#### [ASSIGNED TASK]
All the data should be transcribed exactly, with every line kept.

------ RECORD SET ------

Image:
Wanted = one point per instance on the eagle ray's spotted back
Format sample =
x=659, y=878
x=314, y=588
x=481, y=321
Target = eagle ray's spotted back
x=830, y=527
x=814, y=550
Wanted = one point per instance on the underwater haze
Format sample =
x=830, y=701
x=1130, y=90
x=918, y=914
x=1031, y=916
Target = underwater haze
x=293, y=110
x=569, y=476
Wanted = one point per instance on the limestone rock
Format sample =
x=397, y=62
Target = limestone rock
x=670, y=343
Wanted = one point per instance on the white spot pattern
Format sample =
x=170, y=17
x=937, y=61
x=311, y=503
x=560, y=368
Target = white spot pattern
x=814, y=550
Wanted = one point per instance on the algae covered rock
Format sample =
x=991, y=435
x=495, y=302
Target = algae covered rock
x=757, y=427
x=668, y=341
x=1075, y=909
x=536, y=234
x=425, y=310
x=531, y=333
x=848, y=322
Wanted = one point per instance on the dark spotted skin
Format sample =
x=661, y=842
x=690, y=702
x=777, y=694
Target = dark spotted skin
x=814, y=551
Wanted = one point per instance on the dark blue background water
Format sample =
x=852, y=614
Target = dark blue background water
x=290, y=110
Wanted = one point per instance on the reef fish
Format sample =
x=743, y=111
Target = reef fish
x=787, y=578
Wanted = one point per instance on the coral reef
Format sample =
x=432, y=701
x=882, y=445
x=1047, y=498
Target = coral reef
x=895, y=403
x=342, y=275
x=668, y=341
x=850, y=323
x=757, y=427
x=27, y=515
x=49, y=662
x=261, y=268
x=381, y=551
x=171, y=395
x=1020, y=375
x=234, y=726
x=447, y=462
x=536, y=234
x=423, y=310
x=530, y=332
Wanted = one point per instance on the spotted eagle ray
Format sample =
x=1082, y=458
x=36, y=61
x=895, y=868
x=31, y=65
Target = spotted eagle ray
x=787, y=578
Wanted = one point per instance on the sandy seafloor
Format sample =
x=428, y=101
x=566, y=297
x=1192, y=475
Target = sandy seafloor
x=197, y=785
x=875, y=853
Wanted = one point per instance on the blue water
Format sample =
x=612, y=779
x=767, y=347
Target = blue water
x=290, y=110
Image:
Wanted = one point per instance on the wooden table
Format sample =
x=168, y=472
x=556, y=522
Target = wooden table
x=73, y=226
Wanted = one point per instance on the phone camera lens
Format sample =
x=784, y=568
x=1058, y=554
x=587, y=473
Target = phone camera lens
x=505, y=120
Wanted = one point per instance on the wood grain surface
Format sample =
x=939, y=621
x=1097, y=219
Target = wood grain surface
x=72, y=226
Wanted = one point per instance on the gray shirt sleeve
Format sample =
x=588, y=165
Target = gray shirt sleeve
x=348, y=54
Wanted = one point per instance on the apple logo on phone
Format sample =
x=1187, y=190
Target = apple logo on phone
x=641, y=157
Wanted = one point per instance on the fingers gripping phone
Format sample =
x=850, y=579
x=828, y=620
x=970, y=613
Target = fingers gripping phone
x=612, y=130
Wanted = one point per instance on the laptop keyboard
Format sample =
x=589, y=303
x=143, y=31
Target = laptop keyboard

------

#### [THE ANSWER]
Image:
Wanted = one point per instance on the eagle ray's spotted back
Format sample =
x=659, y=878
x=314, y=588
x=481, y=321
Target = eagle ray's spotted back
x=830, y=527
x=814, y=550
Wanted = one point per instance on the underwater haze
Format sample =
x=830, y=701
x=1130, y=90
x=918, y=914
x=1031, y=916
Target = underwater haze
x=293, y=110
x=569, y=476
Wanted = one point per instance on the limestone rock
Format sample =
x=397, y=62
Target = limestone rock
x=670, y=343
Wanted = one point per instance on the white spot pattern
Format sample =
x=170, y=17
x=937, y=61
x=311, y=503
x=560, y=368
Target = white spot pattern
x=814, y=550
Wanted = one point per instance on the algae covered rock
Format sample =
x=991, y=435
x=495, y=302
Target = algae covered rock
x=757, y=427
x=668, y=341
x=1075, y=909
x=536, y=234
x=425, y=310
x=531, y=333
x=848, y=322
Wanted = one point per instance on the dark spotted skin
Format sample =
x=661, y=842
x=690, y=702
x=777, y=694
Target = dark spotted skin
x=814, y=551
Wanted = one point per instance on the dark blue background water
Format sample =
x=852, y=614
Target = dark blue background water
x=290, y=110
Wanted = one point per instance on the reef fish
Format sample =
x=743, y=111
Target = reef fish
x=787, y=578
Wanted = one point per instance on the coral reef
Format sample =
x=432, y=701
x=882, y=445
x=1047, y=498
Target = coral reef
x=895, y=403
x=342, y=275
x=668, y=341
x=850, y=323
x=757, y=427
x=27, y=515
x=49, y=662
x=261, y=268
x=381, y=551
x=171, y=395
x=1020, y=375
x=234, y=726
x=447, y=462
x=536, y=234
x=423, y=310
x=530, y=332
Wanted = one point per instance on the spotted eagle ray
Format sample =
x=1082, y=458
x=36, y=61
x=895, y=868
x=31, y=65
Target = spotted eagle ray
x=787, y=578
Wanted = one point per instance on the sandy seafloor
Format sample =
x=428, y=101
x=566, y=297
x=1192, y=475
Target = sandy seafloor
x=197, y=785
x=875, y=853
Wanted = one point per instance on the blue water
Format sample =
x=612, y=779
x=767, y=347
Target = blue water
x=290, y=110
Image:
Wanted = one point per instance on the wooden table
Format sample =
x=168, y=472
x=556, y=522
Target = wooden table
x=73, y=226
Wanted = one point per instance on the phone camera lens
Format sample =
x=784, y=568
x=1058, y=554
x=587, y=473
Target = phone camera lens
x=505, y=120
Wanted = one point per instance on the wood grain surface
Format sample =
x=939, y=621
x=1097, y=219
Target = wood grain surface
x=72, y=226
Wanted = one point per instance on the gray shirt sleeve
Format sample =
x=588, y=165
Target = gray shirt sleeve
x=348, y=54
Wanted = one point per instance on the apple logo on phone
Format sample =
x=1187, y=190
Target = apple logo on phone
x=641, y=157
Wanted = one point per instance on the fingers gripping phone
Format sample =
x=850, y=579
x=828, y=620
x=970, y=613
Target = fingers gripping phone
x=612, y=130
Wanted = one point per instance on the laptop keyboard
Format sample =
x=589, y=303
x=143, y=31
Target = laptop keyboard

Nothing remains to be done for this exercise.